-- begin RECORDS SUPPLIED --

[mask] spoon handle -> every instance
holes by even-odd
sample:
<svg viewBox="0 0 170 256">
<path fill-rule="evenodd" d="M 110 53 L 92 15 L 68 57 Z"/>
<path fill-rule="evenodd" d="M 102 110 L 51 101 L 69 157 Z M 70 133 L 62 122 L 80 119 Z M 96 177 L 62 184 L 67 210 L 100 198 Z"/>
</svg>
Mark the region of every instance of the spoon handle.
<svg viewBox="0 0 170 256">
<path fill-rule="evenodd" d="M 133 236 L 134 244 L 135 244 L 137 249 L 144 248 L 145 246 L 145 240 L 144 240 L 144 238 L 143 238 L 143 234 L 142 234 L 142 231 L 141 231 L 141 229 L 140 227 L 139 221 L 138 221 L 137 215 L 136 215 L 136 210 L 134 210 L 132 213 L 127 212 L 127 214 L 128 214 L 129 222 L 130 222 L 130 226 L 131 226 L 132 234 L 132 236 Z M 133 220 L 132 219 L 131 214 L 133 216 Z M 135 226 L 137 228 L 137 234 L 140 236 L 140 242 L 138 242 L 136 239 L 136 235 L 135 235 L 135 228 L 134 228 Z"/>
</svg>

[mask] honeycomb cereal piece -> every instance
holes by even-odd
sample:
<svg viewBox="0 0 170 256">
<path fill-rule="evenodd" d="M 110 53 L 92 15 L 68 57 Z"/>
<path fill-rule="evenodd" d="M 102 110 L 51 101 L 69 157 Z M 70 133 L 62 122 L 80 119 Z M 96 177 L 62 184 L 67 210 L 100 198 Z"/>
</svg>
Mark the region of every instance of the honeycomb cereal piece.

-- end RECORDS SUPPLIED --

Edit all of the data above so that "every instance" becomes "all instances" wherever it occurs, with everything else kept the same.

[mask] spoon handle -> all instances
holes by even-odd
sample:
<svg viewBox="0 0 170 256">
<path fill-rule="evenodd" d="M 110 53 L 92 15 L 68 57 Z"/>
<path fill-rule="evenodd" d="M 102 110 L 51 101 L 69 157 Z M 70 133 L 62 122 L 80 119 Z M 96 177 L 62 184 L 67 210 L 100 198 Z"/>
</svg>
Mark the region of all instances of the spoon handle.
<svg viewBox="0 0 170 256">
<path fill-rule="evenodd" d="M 133 236 L 134 244 L 135 244 L 137 249 L 144 248 L 145 246 L 145 240 L 144 240 L 144 238 L 143 238 L 143 234 L 142 234 L 142 231 L 141 231 L 141 229 L 140 227 L 139 221 L 138 221 L 137 215 L 136 215 L 136 210 L 134 210 L 132 213 L 127 212 L 127 214 L 128 214 L 129 222 L 130 222 L 130 226 L 131 226 L 132 234 L 132 236 Z M 133 220 L 132 219 L 131 214 L 133 216 Z M 135 226 L 137 228 L 137 234 L 140 236 L 140 242 L 138 242 L 136 239 L 136 235 L 135 235 L 135 228 L 134 228 Z"/>
</svg>

[mask] honeycomb cereal piece -> all instances
holes by even-odd
sample:
<svg viewBox="0 0 170 256">
<path fill-rule="evenodd" d="M 110 53 L 92 15 L 68 57 Z"/>
<path fill-rule="evenodd" d="M 102 110 L 51 101 L 69 157 Z M 70 133 L 62 122 L 80 119 Z M 96 177 L 62 184 L 67 210 L 100 198 Z"/>
</svg>
Mark the region of all instances of the honeycomb cereal piece.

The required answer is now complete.